▶ **Passage provided**
+++
Of the 77 confirmed pathogenic CNVs, 40 (52%) were initially identified by all three callers (Figure 2, Table 2). However, in the case of ten of the 40, the Conifer call was subsequently discarded due to it being within the applied SV-RPKM threshold, and one of the ten was also discarded by the ExomeDepth workflow due to a low BF. Of the remaining 37 pathogenic CNVs, 36 (97%) were identified by ClinCNV, two of which subsequently failed ClinCNV quality control thresholds, while 25 (68%) were identified by ExomeDepth, five of which were subsequently discarded due to a low BF. Interestingly one of the 37, a duplication in PIEZO2 was identified by Conifer alone.
Examples of successful new diagnoses
Below we provide an example of an RD case from each of the four ERN partners in Solve-RD solved through the analysis of CNVs undertaken here.
ERN EURO-NMD
This male in his thirties first came to clinical attention in his adolescence, affected by poor balance, recurrent falls, and difficulty rising from the floor. Prior to this he had been able to run and play sports normally. His symptoms worsened slowly over time, and he is currently unable to walk or stand without assistance. He also has mild facial weakness and mildly elevated serum creatine kinase. His family history is negative, having several unaffected siblings. Muscle biopsy showed clear features of muscular dystrophy, and immunohistochemical analysis suggested reduced expression of dystrophin. Exome sequencing was initially undertaken in 2017, but no diagnosis was reached at that point.
As a result of reanalysis of the ES data undertaken here, a three-exon deletion affecting exons 45 through 47 of the DMD gene was detected by both ExomeDepth and ClinCNV, consistent with the suspected diagnosis of Becker Muscular Dystrophy. This hemizygous deletion was subsequently confirmed using Multiplex Ligation-dependent Probe Amplification (MLPA). Confirmation of the molecular diagnosis in this individual has enabled enhanced genetic counselling, as any future daughter he may have would be an obligate, and possibly manifesting, carrier of the CNV, thus requiring clinical management.
ERN GENTURIS
This family first came to clinical attention in 2003, meeting the criteria for hereditary diffuse gastric cancer (HDGC)27, as several family members had developed diffuse gastric cancers prior to 30 years of age. HDGC typically results from CDH1 loss of function28,29. However, Sanger sequencing of CDH1 performed proved negative, as did subsequent investigation in the form of MLPA, and ES, at which point no potentially explanatory SNVs, InDels, or CNVs were identified in CDH1, nor other candidate genes30.
+++
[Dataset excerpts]
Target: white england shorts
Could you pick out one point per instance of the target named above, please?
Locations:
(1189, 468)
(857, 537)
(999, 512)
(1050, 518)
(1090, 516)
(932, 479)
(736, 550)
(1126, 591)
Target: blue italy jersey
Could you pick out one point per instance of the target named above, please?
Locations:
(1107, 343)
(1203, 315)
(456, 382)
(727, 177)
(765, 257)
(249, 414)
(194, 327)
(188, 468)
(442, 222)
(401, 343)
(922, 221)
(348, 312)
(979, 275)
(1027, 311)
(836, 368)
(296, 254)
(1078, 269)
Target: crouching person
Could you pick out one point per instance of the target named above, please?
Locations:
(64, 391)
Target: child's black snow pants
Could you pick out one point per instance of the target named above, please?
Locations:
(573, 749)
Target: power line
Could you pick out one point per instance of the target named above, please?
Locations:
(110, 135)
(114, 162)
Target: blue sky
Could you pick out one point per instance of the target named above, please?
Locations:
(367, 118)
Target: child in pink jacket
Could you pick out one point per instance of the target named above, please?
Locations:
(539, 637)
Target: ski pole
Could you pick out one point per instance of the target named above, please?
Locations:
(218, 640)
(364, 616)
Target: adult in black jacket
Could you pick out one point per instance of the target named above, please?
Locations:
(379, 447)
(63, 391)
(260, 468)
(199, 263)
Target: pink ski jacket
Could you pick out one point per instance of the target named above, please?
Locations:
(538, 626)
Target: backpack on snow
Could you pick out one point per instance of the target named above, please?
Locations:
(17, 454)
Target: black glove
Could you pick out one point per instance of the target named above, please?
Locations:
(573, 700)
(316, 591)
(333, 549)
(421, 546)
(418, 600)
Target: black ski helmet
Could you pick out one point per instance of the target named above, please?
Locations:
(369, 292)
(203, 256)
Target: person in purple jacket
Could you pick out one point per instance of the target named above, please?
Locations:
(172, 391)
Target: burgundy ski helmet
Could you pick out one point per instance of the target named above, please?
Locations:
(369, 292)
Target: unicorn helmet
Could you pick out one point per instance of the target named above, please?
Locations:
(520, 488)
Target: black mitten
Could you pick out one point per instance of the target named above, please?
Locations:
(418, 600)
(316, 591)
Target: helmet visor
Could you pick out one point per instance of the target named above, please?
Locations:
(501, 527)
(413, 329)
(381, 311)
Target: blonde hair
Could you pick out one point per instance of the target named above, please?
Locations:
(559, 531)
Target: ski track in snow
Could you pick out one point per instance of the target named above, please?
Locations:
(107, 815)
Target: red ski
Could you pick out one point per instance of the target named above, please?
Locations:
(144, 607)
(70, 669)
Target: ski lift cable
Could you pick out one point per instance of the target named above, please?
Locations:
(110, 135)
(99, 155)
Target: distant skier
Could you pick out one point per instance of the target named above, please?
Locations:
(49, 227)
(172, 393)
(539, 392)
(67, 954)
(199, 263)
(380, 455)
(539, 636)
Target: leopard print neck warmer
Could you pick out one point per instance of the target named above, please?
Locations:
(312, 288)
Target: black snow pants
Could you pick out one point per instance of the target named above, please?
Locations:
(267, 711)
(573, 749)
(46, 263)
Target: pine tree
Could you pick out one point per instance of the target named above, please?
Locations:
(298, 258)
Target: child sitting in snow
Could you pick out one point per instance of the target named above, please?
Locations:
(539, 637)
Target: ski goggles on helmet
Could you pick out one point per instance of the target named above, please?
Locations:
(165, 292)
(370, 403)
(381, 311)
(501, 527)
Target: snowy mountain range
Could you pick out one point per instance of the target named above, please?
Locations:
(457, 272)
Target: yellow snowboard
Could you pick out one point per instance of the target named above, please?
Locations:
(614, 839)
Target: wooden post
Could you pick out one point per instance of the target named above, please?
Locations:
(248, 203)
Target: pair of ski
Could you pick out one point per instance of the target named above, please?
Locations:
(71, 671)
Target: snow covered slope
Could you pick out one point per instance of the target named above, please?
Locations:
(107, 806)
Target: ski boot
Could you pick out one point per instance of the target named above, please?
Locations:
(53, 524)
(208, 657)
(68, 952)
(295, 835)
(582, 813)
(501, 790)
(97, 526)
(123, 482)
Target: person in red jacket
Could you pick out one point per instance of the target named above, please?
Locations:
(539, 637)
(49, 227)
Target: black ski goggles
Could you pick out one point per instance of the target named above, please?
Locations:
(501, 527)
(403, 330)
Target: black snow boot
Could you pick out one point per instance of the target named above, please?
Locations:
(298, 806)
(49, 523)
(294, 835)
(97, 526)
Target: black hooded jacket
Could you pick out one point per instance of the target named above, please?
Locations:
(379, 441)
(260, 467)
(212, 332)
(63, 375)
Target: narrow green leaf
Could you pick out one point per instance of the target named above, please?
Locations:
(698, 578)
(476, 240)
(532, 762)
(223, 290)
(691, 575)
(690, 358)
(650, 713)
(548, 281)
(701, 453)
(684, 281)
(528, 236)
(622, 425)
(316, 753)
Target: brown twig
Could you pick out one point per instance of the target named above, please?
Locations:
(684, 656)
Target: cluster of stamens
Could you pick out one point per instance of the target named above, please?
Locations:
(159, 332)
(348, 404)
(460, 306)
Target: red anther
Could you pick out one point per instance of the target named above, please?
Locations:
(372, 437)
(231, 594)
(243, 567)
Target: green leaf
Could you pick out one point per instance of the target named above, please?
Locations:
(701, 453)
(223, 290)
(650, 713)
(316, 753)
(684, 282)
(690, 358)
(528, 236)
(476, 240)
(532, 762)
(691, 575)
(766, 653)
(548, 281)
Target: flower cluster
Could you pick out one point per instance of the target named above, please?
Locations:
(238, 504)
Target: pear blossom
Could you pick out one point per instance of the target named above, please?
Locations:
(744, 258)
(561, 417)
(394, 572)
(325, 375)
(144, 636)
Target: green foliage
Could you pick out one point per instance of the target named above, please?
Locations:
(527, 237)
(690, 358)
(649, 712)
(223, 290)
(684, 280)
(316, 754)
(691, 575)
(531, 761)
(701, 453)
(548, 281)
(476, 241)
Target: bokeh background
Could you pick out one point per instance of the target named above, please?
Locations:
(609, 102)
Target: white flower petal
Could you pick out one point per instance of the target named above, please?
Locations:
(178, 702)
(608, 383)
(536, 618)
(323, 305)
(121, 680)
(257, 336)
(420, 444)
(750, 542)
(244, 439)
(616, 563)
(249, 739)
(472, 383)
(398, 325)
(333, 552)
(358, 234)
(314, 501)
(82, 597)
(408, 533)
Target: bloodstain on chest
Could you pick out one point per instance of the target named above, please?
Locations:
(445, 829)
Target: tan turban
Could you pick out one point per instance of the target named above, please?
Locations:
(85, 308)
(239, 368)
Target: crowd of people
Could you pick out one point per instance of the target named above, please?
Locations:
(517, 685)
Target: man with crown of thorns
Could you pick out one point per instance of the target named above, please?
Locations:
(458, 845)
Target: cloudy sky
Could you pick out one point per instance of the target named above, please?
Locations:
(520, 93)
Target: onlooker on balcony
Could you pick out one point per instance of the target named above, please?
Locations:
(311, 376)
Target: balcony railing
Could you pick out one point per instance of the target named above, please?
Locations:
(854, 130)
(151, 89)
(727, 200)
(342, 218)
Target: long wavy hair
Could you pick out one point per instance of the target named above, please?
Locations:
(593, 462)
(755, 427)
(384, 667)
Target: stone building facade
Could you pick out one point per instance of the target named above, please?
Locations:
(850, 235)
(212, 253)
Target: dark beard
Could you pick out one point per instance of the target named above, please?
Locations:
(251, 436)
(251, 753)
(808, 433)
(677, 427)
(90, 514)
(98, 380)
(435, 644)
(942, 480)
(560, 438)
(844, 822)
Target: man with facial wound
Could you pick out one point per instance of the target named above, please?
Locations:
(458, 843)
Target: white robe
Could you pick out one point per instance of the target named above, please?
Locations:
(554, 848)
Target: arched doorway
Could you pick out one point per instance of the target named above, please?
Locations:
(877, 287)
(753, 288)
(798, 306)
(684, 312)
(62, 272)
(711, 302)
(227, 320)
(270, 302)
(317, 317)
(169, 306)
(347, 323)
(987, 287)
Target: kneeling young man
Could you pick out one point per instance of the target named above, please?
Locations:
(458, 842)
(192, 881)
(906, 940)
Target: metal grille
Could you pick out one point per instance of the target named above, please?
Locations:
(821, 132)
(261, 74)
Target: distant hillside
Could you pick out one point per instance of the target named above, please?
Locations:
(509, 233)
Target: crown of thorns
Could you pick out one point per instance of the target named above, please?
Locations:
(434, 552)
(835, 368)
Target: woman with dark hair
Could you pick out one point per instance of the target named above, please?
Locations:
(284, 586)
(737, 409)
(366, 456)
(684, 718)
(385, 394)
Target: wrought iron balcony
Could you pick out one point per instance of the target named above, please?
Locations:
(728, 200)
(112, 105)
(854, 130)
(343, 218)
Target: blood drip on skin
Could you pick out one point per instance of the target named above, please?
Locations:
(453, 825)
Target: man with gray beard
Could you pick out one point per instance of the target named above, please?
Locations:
+++
▶ **What to do**
- 1) In the passage on rare-disease CNV analysis, what method was used to confirm the hemizygous DMD deletion?
- 2) Write the next part of the passage on rare-disease CNV analysis, picking up after its final sentence.

▶ **Task results**
- 1) Multiplex Ligation-dependent Probe Amplification (MLPA).

- 2)
Following these negative findings, the ES data was submitted to Solve-RD for two affected, and four unaffected siblings. The comprehensive reanalysis of the ES data resulted in the identification of a ∼116kb heterozygous deletion impacting half of the CDH1 gene (from intron 7 forwards) and the start of the downstream gene TANGO6 (as far as intron 14) (g:16:68846036-68964198del) in four of the six siblings (Supplementary Figure 2). The CNV was detected by both ClinCNV and ExomeDepth and further supported by split-reads and abnormally paired reads observed in data from one of the affected individuals. Visualisation in IGV, and subsequent MLPA, validated this large event. Of note, one of the unaffected siblings, a female carrier in her forties, has not developed gastric cancer to date, in accordance with previously reported incomplete penetrance among CDH1 mutation carriers31. Another of the unaffected siblings was a carrier but never developed gastric cancer as a result of having undergone prophylactic total gastrectomy due to the high incidence of cancer in the family. The remaining unaffected siblings were found not to harbour the deletion, but unfortunately both have also already undergone prophylactic gastrectomy. Nevertheless, as a result of their inclusion in Solve-RD, the family has since been recontacted and enrolled in a clinical pathway of care, and their twenty-year diagnostic odyssey has now come to an end. Importantly, targeted genetic testing has now been made available to their offspring to avoid unnecessary prophylactic gastrectomy in subsequent generations. The functional analysis and clinical implications of this CNV are described in more detail in São José et al.32.
ERN ITHACA
This girl was first referred to paediatric neurology in her first year of life, presenting with generalised tonic-clonic seizures. During her infancy mild global developmental delay became evident, with delays in speech and language acquirement and in gross-motor skill acquisition Seizures were controlled with lamotrigine monotherapy, which could be discontinued during childhood following prolonged seizure-free periods. Apart from polyhydramnios, pregnancy and delivery were uncomplicated. Medical history comprised constipation and eczema, and family history was unremarkable. Physical examination revealed no additional phenotypic features i.e. no congenital anomalies, no facial dysmorphisms, and no growth abnormalities. Investigations, including cerebral MRI and general metabolic screening. Singleton ES was performed, followed by trio ES which revealed a heterozygous de novo SNV of uncertain significance (VUS) in STIP1 (STIP1; Chr11(GRCh37):g.63961718C>T; NM_001282652.1:c.418C>T; p.(Arg140*)). Within this diagnostic trajectory, no analysis dedicated to CNV detection was performed.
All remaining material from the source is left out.